Task requirements →
Extract only the lines from the start of the entries below to the line with "Query: ocean water", inclusive; omit every picture.

──────── Available data

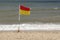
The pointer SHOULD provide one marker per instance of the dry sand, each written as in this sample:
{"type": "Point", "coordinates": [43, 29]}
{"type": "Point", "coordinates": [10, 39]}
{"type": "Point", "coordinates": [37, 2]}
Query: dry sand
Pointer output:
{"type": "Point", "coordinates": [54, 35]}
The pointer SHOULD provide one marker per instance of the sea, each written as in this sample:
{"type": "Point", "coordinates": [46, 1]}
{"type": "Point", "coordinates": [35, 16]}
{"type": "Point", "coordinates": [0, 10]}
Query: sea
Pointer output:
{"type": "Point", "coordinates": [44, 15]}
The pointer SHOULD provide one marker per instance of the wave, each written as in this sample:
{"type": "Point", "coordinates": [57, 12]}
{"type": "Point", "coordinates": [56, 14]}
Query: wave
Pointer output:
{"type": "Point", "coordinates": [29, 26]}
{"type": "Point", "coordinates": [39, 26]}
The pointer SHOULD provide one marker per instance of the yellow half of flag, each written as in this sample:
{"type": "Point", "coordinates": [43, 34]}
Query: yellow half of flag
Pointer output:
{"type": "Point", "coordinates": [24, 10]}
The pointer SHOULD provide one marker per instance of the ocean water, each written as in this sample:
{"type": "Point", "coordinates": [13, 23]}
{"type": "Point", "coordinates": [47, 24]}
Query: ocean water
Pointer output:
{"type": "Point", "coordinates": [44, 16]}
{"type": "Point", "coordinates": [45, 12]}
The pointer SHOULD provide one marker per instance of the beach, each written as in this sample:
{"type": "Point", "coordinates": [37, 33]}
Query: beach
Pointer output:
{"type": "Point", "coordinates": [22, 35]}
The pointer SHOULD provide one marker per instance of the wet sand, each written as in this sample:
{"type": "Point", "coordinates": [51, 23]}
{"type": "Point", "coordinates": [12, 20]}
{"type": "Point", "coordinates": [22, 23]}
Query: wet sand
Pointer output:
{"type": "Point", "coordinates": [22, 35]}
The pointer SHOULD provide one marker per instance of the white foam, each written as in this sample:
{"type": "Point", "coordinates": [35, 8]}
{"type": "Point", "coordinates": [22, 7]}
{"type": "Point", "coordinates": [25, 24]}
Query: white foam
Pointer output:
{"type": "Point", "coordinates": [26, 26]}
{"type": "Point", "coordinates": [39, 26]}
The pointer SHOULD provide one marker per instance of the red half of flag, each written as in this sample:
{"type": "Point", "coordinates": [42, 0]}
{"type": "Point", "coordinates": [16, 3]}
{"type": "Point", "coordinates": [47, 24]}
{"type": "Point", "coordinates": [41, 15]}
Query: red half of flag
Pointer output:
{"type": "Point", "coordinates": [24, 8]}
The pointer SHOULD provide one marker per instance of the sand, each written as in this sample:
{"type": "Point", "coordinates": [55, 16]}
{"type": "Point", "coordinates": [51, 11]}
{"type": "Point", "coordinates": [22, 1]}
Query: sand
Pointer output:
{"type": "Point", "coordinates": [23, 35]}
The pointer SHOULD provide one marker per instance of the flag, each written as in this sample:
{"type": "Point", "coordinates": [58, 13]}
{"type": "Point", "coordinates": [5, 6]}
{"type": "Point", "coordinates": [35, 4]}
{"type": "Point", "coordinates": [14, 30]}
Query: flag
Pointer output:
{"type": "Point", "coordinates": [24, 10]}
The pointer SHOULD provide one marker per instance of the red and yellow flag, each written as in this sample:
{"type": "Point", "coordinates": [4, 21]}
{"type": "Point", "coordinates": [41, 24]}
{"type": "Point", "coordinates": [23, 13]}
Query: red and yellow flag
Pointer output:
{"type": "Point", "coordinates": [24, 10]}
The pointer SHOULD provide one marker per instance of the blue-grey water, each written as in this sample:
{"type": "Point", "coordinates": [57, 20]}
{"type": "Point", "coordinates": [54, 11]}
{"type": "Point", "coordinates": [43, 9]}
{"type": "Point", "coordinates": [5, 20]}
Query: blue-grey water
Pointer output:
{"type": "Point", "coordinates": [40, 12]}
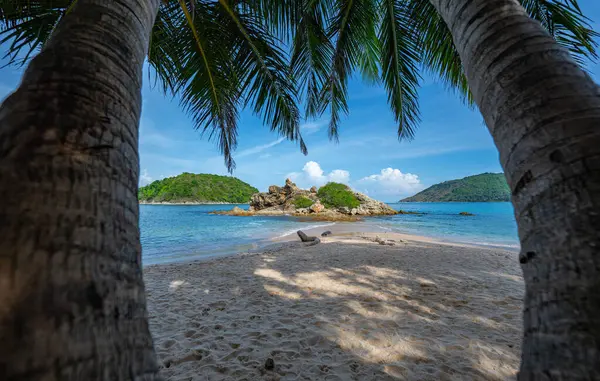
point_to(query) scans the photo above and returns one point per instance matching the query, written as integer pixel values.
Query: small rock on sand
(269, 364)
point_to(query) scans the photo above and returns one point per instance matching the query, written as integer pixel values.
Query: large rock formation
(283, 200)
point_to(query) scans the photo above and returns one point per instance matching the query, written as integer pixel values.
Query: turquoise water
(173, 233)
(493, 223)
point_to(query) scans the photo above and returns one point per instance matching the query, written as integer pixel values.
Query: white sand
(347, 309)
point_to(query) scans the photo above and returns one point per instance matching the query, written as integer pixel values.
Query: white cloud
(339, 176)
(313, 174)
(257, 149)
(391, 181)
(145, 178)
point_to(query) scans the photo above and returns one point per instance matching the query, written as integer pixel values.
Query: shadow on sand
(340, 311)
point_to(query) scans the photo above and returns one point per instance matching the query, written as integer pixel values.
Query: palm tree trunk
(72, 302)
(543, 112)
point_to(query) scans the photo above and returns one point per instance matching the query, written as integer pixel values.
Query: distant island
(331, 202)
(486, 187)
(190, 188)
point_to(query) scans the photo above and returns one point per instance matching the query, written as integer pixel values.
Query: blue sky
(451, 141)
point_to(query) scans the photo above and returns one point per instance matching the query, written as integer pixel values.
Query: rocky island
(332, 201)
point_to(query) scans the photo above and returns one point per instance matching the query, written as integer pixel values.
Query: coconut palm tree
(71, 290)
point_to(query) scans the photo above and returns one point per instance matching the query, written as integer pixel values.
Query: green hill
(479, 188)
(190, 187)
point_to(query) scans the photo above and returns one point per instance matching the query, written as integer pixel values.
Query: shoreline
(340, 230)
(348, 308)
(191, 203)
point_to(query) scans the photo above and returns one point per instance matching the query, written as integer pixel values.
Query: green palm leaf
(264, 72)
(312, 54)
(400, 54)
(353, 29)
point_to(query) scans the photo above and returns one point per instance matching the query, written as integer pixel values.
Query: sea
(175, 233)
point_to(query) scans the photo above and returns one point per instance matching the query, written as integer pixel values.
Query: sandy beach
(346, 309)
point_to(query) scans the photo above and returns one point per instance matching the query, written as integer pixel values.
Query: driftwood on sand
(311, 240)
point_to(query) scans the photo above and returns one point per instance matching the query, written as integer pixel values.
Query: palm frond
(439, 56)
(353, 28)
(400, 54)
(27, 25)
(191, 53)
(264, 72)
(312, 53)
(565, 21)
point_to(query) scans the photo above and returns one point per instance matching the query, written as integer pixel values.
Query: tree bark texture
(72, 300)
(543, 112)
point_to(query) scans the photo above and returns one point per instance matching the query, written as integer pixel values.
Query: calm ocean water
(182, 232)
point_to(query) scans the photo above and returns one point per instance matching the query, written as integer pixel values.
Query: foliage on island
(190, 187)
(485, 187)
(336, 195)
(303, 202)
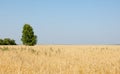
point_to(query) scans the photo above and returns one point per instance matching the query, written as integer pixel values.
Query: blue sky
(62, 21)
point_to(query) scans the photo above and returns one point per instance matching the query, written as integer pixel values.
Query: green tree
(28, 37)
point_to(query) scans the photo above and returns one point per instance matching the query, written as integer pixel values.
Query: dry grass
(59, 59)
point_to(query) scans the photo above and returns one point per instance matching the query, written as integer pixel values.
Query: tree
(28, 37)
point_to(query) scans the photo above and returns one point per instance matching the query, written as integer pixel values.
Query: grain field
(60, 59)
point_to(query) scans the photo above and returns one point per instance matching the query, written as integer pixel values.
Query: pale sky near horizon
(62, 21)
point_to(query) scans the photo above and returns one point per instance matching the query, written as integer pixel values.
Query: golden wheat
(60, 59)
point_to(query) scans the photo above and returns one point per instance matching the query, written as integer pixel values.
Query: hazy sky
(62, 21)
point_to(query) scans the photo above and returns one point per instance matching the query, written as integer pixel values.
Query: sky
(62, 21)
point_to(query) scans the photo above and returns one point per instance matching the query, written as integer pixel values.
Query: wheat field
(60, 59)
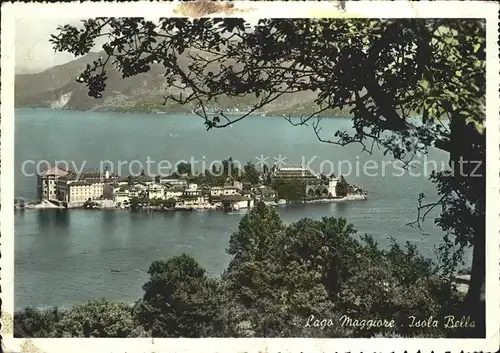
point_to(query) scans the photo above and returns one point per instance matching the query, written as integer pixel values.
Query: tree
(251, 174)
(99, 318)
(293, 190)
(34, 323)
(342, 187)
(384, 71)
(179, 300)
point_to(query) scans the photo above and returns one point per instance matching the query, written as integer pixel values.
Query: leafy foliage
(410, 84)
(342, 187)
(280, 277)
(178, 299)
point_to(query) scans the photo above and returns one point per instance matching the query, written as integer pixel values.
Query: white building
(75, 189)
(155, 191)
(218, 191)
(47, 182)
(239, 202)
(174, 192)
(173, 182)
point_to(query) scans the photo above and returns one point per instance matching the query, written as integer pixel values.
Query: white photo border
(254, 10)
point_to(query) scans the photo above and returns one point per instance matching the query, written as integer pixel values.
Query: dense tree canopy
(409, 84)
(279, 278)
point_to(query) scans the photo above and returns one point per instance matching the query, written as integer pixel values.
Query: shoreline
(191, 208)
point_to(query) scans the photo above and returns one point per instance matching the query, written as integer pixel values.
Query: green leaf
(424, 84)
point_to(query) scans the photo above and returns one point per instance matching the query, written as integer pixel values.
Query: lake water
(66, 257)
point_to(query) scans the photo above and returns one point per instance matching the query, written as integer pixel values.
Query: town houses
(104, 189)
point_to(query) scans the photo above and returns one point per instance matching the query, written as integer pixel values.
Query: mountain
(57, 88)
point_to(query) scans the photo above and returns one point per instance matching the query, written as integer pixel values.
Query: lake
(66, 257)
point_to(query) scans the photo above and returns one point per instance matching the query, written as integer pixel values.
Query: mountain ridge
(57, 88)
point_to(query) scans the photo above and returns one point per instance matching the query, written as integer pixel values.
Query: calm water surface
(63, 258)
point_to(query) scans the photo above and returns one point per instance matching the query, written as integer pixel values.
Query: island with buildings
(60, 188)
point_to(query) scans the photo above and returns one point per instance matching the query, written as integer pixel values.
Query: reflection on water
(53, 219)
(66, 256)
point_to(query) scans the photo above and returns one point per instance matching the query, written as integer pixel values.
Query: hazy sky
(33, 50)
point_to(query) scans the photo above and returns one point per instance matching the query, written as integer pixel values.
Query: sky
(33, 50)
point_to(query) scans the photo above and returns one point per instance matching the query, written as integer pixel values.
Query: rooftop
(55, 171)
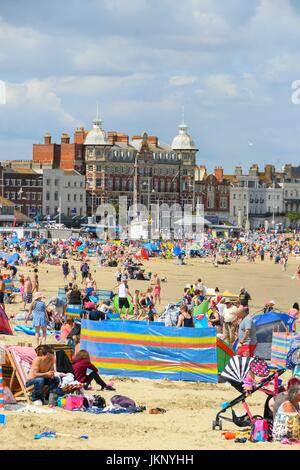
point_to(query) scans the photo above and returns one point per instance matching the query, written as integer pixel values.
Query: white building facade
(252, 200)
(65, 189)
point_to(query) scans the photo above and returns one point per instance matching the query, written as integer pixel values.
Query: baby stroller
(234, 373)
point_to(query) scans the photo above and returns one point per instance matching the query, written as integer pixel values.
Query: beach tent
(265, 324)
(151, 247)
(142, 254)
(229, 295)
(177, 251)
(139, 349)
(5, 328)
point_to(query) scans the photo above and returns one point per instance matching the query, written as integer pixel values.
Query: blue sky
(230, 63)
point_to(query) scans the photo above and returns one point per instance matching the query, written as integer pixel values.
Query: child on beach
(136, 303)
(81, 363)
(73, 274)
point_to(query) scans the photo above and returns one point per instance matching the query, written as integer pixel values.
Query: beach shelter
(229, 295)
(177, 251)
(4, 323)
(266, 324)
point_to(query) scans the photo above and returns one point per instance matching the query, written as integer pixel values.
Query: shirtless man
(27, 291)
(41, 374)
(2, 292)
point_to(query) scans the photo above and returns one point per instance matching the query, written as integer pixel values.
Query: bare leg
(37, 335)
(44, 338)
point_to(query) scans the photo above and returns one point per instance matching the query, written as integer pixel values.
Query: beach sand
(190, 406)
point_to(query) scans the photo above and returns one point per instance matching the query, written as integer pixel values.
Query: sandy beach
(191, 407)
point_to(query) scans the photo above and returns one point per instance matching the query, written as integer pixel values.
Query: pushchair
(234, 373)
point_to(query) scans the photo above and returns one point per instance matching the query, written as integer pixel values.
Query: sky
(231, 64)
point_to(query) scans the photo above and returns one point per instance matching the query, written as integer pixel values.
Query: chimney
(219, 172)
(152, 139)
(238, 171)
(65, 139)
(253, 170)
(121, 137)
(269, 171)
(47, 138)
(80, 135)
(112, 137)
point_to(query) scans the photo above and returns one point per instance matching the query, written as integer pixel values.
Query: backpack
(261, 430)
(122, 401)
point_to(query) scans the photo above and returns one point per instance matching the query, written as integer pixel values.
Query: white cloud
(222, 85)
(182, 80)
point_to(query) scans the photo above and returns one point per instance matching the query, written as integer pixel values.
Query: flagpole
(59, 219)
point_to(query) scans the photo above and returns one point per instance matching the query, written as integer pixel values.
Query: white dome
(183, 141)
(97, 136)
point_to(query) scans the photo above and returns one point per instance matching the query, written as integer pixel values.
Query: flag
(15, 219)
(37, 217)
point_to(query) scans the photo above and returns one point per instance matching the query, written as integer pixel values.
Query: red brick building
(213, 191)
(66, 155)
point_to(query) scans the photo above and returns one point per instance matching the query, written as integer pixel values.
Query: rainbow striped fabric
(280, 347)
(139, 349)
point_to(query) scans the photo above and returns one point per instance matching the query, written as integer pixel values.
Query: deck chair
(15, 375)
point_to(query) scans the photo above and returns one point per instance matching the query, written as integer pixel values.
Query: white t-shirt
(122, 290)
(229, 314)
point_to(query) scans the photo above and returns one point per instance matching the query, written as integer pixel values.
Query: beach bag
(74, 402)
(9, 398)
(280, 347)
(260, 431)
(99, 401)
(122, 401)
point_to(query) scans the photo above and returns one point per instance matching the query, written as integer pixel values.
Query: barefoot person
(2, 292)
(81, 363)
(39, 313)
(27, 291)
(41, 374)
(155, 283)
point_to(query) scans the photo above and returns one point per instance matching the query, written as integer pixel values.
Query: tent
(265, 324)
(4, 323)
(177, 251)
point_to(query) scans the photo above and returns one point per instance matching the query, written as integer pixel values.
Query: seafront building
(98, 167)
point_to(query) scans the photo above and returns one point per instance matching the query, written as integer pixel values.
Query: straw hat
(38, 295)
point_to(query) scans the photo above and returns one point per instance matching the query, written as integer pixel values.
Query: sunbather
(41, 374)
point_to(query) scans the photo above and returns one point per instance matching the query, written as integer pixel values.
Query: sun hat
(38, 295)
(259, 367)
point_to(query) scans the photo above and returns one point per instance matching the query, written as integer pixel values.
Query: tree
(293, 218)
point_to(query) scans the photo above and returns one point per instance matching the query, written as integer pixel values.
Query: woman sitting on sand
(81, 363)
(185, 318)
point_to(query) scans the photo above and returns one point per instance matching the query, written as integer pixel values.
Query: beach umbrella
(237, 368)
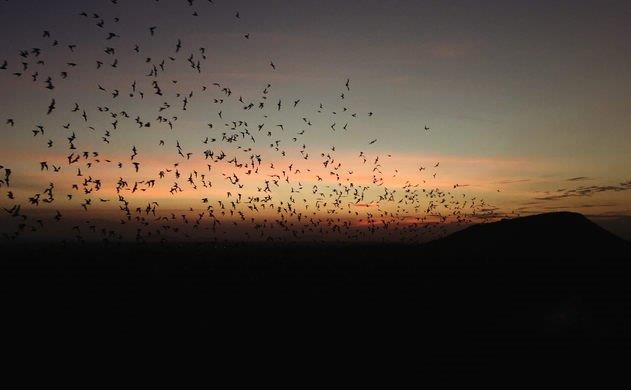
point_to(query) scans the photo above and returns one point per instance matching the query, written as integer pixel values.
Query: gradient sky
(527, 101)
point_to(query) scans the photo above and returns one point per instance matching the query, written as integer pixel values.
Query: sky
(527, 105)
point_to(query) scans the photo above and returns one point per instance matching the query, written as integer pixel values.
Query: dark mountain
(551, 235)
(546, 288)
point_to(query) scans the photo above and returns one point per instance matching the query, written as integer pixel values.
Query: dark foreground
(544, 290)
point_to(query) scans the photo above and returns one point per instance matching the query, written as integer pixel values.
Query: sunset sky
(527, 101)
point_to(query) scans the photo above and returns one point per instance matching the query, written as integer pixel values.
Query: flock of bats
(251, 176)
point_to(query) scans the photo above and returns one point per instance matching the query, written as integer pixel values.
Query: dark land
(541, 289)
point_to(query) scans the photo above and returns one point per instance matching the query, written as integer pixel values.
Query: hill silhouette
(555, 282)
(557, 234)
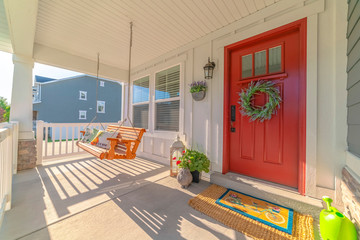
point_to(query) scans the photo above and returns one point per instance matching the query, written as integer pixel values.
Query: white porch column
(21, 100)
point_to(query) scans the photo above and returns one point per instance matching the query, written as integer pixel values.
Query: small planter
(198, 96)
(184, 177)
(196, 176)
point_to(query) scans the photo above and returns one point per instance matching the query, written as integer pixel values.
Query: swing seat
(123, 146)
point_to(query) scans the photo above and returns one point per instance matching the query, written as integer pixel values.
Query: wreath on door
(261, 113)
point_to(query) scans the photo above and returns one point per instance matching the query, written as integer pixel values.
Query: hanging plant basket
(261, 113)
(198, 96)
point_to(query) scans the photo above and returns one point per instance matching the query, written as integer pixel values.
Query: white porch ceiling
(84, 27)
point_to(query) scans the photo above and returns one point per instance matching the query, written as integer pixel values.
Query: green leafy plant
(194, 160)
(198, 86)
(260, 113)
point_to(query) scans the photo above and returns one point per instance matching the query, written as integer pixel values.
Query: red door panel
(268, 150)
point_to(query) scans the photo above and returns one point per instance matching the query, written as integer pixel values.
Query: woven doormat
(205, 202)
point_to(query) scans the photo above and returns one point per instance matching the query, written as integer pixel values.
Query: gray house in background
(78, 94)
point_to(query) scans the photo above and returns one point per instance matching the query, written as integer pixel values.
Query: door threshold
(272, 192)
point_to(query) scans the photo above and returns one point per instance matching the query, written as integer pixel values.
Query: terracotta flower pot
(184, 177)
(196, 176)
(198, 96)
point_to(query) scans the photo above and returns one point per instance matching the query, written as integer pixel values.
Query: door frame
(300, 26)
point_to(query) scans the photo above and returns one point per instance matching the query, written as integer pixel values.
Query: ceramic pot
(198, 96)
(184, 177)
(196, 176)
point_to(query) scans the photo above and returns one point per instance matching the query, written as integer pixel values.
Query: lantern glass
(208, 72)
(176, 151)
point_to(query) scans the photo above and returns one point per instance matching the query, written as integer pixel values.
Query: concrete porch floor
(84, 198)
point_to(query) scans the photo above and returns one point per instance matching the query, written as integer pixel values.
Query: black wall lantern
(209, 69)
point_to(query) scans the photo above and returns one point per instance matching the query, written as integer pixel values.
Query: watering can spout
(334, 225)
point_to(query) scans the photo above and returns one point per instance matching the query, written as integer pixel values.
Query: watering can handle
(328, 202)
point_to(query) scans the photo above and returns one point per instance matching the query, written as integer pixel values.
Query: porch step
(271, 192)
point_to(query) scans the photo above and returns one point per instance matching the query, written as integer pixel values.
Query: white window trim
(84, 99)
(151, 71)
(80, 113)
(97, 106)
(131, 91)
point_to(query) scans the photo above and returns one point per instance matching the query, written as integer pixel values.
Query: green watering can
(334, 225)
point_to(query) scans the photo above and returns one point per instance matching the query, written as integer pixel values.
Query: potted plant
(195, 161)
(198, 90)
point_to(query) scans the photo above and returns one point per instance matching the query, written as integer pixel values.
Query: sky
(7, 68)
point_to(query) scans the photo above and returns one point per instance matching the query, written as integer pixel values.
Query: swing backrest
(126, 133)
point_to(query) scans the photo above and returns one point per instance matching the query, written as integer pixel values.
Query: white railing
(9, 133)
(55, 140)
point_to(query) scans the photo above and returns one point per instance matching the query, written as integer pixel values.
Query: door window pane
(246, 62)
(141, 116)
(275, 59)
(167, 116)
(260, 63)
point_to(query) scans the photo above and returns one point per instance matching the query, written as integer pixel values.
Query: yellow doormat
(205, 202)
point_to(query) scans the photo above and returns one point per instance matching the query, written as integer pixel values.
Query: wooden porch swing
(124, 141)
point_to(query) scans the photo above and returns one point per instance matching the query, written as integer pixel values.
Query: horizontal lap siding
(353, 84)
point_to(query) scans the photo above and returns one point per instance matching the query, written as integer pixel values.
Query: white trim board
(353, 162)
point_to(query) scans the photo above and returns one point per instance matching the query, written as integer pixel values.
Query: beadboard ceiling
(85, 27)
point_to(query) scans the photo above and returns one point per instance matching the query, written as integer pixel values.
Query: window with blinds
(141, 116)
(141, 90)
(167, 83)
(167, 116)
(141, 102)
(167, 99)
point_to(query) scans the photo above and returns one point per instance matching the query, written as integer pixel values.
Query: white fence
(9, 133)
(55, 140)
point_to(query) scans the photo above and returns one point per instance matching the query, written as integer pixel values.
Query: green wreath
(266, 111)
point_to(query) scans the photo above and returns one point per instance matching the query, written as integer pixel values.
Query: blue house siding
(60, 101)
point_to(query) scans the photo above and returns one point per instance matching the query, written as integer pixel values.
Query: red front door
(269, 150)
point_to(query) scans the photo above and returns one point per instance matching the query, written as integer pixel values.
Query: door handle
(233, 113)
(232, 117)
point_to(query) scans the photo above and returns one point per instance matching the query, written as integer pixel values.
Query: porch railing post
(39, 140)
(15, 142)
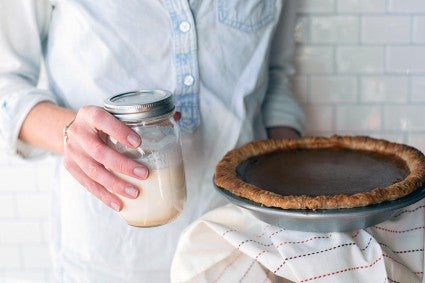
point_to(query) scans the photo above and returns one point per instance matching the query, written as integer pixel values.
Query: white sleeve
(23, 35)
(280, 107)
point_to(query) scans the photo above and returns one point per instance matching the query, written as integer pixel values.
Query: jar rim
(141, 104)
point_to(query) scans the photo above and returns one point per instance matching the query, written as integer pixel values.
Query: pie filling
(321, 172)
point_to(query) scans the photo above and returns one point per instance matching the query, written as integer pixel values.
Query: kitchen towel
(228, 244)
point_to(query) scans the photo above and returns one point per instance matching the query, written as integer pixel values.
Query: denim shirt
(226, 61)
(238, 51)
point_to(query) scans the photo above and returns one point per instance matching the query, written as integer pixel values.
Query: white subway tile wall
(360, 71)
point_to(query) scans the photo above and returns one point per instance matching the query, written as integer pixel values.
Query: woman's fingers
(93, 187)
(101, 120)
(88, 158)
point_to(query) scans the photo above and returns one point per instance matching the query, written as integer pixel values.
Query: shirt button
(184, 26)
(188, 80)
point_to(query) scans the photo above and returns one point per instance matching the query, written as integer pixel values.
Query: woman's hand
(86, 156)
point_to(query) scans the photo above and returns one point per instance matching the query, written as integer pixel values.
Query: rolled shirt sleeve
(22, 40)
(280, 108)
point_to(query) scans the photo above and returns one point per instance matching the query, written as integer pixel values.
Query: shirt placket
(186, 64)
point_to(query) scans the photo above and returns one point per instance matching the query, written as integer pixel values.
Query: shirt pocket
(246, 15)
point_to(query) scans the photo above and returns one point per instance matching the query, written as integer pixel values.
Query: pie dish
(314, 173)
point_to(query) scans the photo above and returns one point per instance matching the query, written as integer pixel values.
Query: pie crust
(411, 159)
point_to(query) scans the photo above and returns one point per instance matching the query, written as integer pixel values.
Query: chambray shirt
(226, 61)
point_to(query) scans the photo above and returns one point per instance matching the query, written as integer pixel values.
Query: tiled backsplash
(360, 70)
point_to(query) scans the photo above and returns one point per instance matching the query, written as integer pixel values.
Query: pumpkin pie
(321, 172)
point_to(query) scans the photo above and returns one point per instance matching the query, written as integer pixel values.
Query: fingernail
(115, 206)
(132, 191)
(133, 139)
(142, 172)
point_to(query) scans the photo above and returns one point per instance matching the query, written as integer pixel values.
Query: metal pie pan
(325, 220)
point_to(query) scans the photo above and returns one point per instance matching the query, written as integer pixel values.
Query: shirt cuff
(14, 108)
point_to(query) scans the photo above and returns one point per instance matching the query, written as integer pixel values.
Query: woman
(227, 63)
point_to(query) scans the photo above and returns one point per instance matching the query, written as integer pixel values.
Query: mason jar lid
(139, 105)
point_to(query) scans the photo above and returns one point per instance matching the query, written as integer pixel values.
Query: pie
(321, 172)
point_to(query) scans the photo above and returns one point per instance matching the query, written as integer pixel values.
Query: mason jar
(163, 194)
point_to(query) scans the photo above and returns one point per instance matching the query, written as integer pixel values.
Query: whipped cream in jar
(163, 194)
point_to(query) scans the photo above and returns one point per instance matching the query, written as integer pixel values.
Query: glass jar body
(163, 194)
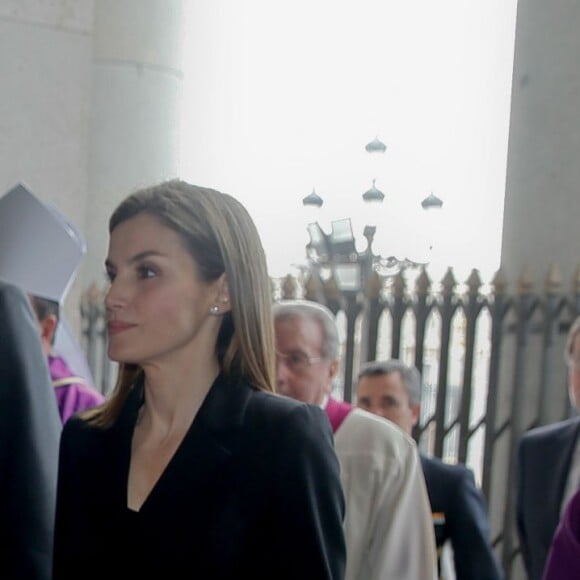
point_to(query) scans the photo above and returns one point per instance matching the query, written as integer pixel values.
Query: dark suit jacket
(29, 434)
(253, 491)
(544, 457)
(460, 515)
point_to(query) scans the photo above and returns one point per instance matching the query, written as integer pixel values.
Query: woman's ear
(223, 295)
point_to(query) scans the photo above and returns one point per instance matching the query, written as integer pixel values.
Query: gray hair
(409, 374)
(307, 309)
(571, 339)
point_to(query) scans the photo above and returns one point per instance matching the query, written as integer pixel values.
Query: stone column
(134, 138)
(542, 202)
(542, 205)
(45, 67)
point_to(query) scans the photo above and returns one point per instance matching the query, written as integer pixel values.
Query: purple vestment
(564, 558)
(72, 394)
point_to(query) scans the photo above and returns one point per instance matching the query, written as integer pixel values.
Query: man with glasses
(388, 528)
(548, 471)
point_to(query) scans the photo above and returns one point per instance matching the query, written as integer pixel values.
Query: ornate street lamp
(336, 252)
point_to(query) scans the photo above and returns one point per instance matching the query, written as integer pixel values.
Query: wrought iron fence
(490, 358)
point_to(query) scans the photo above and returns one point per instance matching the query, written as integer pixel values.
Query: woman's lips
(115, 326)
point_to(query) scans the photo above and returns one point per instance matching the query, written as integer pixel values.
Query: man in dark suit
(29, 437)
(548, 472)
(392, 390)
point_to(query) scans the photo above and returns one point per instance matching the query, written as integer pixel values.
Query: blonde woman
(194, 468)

────────────────

Final answer →
The pointer SHOULD provide one marker per instance of the dry sand, each written as in this sample:
{"type": "Point", "coordinates": [43, 29]}
{"type": "Point", "coordinates": [10, 39]}
{"type": "Point", "coordinates": [37, 2]}
Query: dry sand
Pointer output:
{"type": "Point", "coordinates": [54, 35]}
The pointer SHOULD provide one marker per instance of the sea, each written as in this sample:
{"type": "Point", "coordinates": [46, 1]}
{"type": "Point", "coordinates": [35, 16]}
{"type": "Point", "coordinates": [0, 10]}
Query: sea
Pointer output:
{"type": "Point", "coordinates": [44, 15]}
The pointer SHOULD provide one marker per instance of the wave, each written as in this sample:
{"type": "Point", "coordinates": [57, 12]}
{"type": "Point", "coordinates": [56, 14]}
Query: wave
Pointer output:
{"type": "Point", "coordinates": [29, 26]}
{"type": "Point", "coordinates": [39, 26]}
The pointer SHOULD provide one marker per instance of the yellow half of flag, each written as in this sample:
{"type": "Point", "coordinates": [43, 34]}
Query: yellow half of flag
Pointer output:
{"type": "Point", "coordinates": [24, 10]}
The pointer SHOULD provide one marker per instance of the ocean water, each written as in this sample:
{"type": "Point", "coordinates": [13, 23]}
{"type": "Point", "coordinates": [47, 24]}
Query: ocean water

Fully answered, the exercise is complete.